Research That Matters (January 17 - 20, 2008)


Regency Ballroom Wings (Omni Shoreham)
93P

Improving Retention in Family Therapy for Overweight Urban Youth: a Qualitative Approach to Understanding Treatment Engagement

April M. Idalski, MSW, Wayne State University, Karen E. Kolmodin, PhD, Wayne State University, Sylvie Naar-King, PhD, Wayne State University, Deborah A. Ellis, PhD, Wayne State University, and Phillippe B. Cunningham, PhD, Medical University of South Carolina.

BACKGROUND: Obesity among adolescents has nearly tripled over the last twenty years, within which African American adolescents are disproportionately represented. Despite this impressive trend, few interventions have targeted adolescents and fewer have specifically targeted minority youth. Of the adolescent weight loss interventions that have been conducted, attrition is a noted concern. Research on treatment engagement has relied primarily on quantitative indicators such as attendance, duration, intensity of participation, or homework completion. Others have assessed individual characteristics that may impact treatment engagement, like readiness for treatment, preparation for treatment, and client perceptions of treatment and the treatment process. Although the client's experience in treatment has been demonstrated as an important factor in engagement, only one study developed an observational coding scheme to describe treatment engagement. This qualitative study explores treatment engagement from the perspective of the therapeutic process. The primary research question was how the experience of treatment dropouts in family therapy sessions differs from the experience of treatment successes and how these differences might inform future practice.

METHOD: This study is part of a randomized clinical pilot study investigating the efficacy of Multisystemic Therapy, a home and community-based family therapy, for weight loss in obese African American adolescents. This pilot study included 48 African American adolescents (12-17) and their primary caregivers of which the top five treatment successes (i.e., weight loss) and five treatment drop outs were included in this analysis. The first two therapy session recordings after the initial session were transcribed and then analyzed using a hermeneutic phenomenological approach. Potential indicators of client engagement were extracted from the literature to form a conception of how treatment engagement has historically been measured. These indicators were clarified and refined into a thematic structure consisting of four primary themes: client-therapist agreement, collaboration with therapy and therapeutic tasks, client-therapist interaction, and verbal expression of client motivation. This framework was the basis of the analysis.

(DATA EXCERPTS)
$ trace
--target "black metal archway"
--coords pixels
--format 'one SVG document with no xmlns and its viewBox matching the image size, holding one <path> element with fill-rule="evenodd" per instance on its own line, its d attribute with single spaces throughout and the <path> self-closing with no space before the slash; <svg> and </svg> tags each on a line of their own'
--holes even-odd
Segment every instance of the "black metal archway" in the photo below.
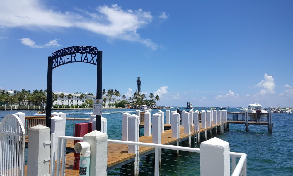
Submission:
<svg viewBox="0 0 293 176">
<path fill-rule="evenodd" d="M 48 57 L 47 80 L 47 102 L 46 126 L 51 127 L 52 107 L 52 80 L 53 70 L 60 65 L 74 62 L 82 62 L 97 66 L 97 97 L 102 99 L 102 73 L 103 53 L 97 47 L 88 46 L 75 46 L 59 50 Z M 77 56 L 76 54 L 79 55 Z M 96 129 L 101 131 L 101 115 L 96 116 Z"/>
</svg>

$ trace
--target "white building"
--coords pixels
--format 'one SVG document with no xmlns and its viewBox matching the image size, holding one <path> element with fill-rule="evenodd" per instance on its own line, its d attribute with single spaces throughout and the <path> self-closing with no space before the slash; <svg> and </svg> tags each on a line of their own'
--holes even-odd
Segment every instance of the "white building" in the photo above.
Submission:
<svg viewBox="0 0 293 176">
<path fill-rule="evenodd" d="M 91 99 L 93 100 L 94 99 L 96 99 L 96 96 L 95 95 L 84 95 L 84 97 L 81 99 L 80 98 L 80 95 L 81 94 L 74 94 L 71 93 L 70 94 L 69 93 L 63 93 L 63 94 L 64 94 L 64 97 L 63 98 L 61 98 L 60 97 L 60 94 L 62 92 L 54 92 L 54 93 L 55 95 L 57 96 L 57 100 L 54 101 L 53 102 L 53 104 L 52 106 L 54 106 L 55 105 L 60 105 L 62 106 L 62 105 L 69 105 L 69 106 L 72 106 L 74 105 L 77 105 L 81 106 L 82 104 L 86 101 L 86 99 Z M 72 95 L 72 97 L 69 100 L 68 98 L 68 95 L 70 94 L 71 94 L 71 95 Z M 45 93 L 45 94 L 47 96 L 47 92 Z M 103 96 L 102 97 L 102 100 L 103 100 L 104 98 L 105 98 L 106 99 L 106 106 L 104 107 L 105 108 L 109 108 L 109 104 L 110 103 L 110 100 L 109 99 L 110 98 L 110 97 L 108 97 L 107 96 Z M 103 101 L 103 102 L 104 102 Z M 115 103 L 115 101 L 114 100 L 114 98 L 112 98 L 111 99 L 111 103 Z M 41 105 L 41 106 L 42 106 L 42 105 Z M 46 107 L 46 104 L 44 104 L 44 106 L 45 107 Z M 115 106 L 114 106 L 115 107 Z"/>
</svg>

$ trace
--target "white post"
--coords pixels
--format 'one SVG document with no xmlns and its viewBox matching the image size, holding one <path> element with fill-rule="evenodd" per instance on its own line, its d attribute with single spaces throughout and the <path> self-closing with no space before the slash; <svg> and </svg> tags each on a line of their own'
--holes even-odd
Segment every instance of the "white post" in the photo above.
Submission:
<svg viewBox="0 0 293 176">
<path fill-rule="evenodd" d="M 183 116 L 183 114 L 185 112 L 186 112 L 186 111 L 185 110 L 183 110 L 181 111 L 181 126 L 182 127 L 184 127 L 184 121 L 185 120 L 182 118 Z"/>
<path fill-rule="evenodd" d="M 217 111 L 216 110 L 213 111 L 213 125 L 217 125 Z"/>
<path fill-rule="evenodd" d="M 90 175 L 106 175 L 107 174 L 108 135 L 95 130 L 84 136 L 84 142 L 91 146 Z"/>
<path fill-rule="evenodd" d="M 17 116 L 18 116 L 19 119 L 20 119 L 21 120 L 21 122 L 22 122 L 22 124 L 24 126 L 25 124 L 25 114 L 23 112 L 19 112 L 18 113 L 15 113 Z M 25 126 L 24 127 L 25 128 Z"/>
<path fill-rule="evenodd" d="M 63 119 L 63 124 L 62 127 L 63 128 L 63 133 L 62 135 L 65 136 L 65 130 L 66 126 L 66 114 L 65 113 L 60 112 L 57 114 L 57 115 Z"/>
<path fill-rule="evenodd" d="M 195 111 L 193 113 L 193 123 L 196 124 L 197 131 L 200 130 L 200 116 L 199 112 L 197 110 Z"/>
<path fill-rule="evenodd" d="M 172 128 L 172 138 L 179 138 L 179 113 L 174 112 L 171 116 L 171 127 Z"/>
<path fill-rule="evenodd" d="M 191 124 L 193 123 L 193 110 L 190 109 L 188 111 L 189 113 L 189 117 L 190 117 L 190 126 L 191 125 Z"/>
<path fill-rule="evenodd" d="M 153 115 L 153 143 L 161 144 L 161 115 L 156 113 Z"/>
<path fill-rule="evenodd" d="M 128 117 L 128 141 L 133 142 L 139 142 L 138 123 L 139 117 L 138 116 L 132 114 Z M 128 153 L 136 153 L 138 150 L 138 145 L 128 145 Z"/>
<path fill-rule="evenodd" d="M 56 138 L 53 139 L 54 141 L 58 141 L 58 136 L 64 136 L 65 132 L 64 131 L 64 130 L 65 130 L 65 127 L 63 125 L 63 118 L 57 116 L 51 117 L 51 133 L 55 133 L 56 134 L 55 136 Z M 49 136 L 50 136 L 50 135 Z M 55 143 L 55 144 L 56 151 L 55 152 L 55 158 L 57 158 L 57 153 L 58 152 L 57 143 Z M 62 153 L 62 148 L 61 149 L 61 150 Z"/>
<path fill-rule="evenodd" d="M 249 131 L 248 123 L 248 111 L 245 111 L 245 131 Z"/>
<path fill-rule="evenodd" d="M 221 110 L 219 110 L 218 111 L 218 113 L 217 114 L 217 124 L 221 124 Z"/>
<path fill-rule="evenodd" d="M 229 176 L 230 151 L 229 143 L 217 138 L 202 142 L 200 144 L 201 176 Z M 215 159 L 211 159 L 212 158 Z"/>
<path fill-rule="evenodd" d="M 169 109 L 166 110 L 166 124 L 170 124 L 170 110 Z"/>
<path fill-rule="evenodd" d="M 125 112 L 122 114 L 122 141 L 128 141 L 128 117 L 130 114 Z"/>
<path fill-rule="evenodd" d="M 151 113 L 144 113 L 144 136 L 149 137 L 151 135 Z"/>
<path fill-rule="evenodd" d="M 190 117 L 189 113 L 185 112 L 182 114 L 182 124 L 184 122 L 184 134 L 189 134 L 190 135 Z M 183 121 L 183 119 L 184 120 Z"/>
<path fill-rule="evenodd" d="M 170 113 L 171 113 L 171 114 L 170 115 L 170 117 L 172 117 L 172 114 L 173 114 L 173 113 L 175 113 L 175 112 L 176 112 L 176 111 L 171 111 L 171 112 L 170 112 Z M 170 120 L 171 120 L 171 121 L 170 122 L 170 123 L 171 124 L 172 123 L 172 118 L 171 118 L 171 119 L 170 119 Z M 171 126 L 171 129 L 172 129 L 172 125 Z"/>
<path fill-rule="evenodd" d="M 27 175 L 49 175 L 50 145 L 44 142 L 50 141 L 50 128 L 38 125 L 30 128 L 28 131 Z"/>
<path fill-rule="evenodd" d="M 96 116 L 93 115 L 93 113 L 91 112 L 90 114 L 90 119 L 89 122 L 91 122 L 93 121 L 93 119 L 96 118 Z M 96 129 L 95 128 L 95 129 Z"/>
<path fill-rule="evenodd" d="M 138 121 L 139 121 L 139 124 L 140 124 L 140 110 L 137 110 L 136 111 L 136 115 L 138 116 L 138 117 L 139 118 L 139 120 Z"/>
<path fill-rule="evenodd" d="M 161 115 L 161 120 L 162 121 L 162 122 L 161 123 L 161 132 L 163 133 L 164 133 L 164 130 L 165 129 L 164 128 L 165 123 L 164 121 L 164 116 L 165 113 L 164 113 L 161 110 L 158 111 L 158 113 Z"/>
</svg>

(DIRECTIONS FOR THIS TASK) Rewrite the part of the conference abstract that begins with "Regency Ballroom Wings" and ends with "of South Carolina.", putting "Obese" wherever "Overweight" appears. The lines after the abstract are separate material.

(THE ANSWER)
Regency Ballroom Wings (Omni Shoreham)
93P

Improving Retention in Family Therapy for Obese Urban Youth: a Qualitative Approach to Understanding Treatment Engagement

April M. Idalski, MSW, Wayne State University, Karen E. Kolmodin, PhD, Wayne State University, Sylvie Naar-King, PhD, Wayne State University, Deborah A. Ellis, PhD, Wayne State University, and Phillippe B. Cunningham, PhD, Medical University of South Carolina.